REQUIRED WORK >> Copy out each of the following lines without any changes.

══ DATA TO PROCESS

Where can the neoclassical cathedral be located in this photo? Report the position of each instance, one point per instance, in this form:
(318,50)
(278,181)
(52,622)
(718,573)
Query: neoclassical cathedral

════

SOLUTION TO THIS EXERCISE >>
Where can the neoclassical cathedral be located in this photo? Report the position of each instance, one point per instance, in this form:
(318,50)
(278,181)
(52,622)
(718,573)
Query: neoclassical cathedral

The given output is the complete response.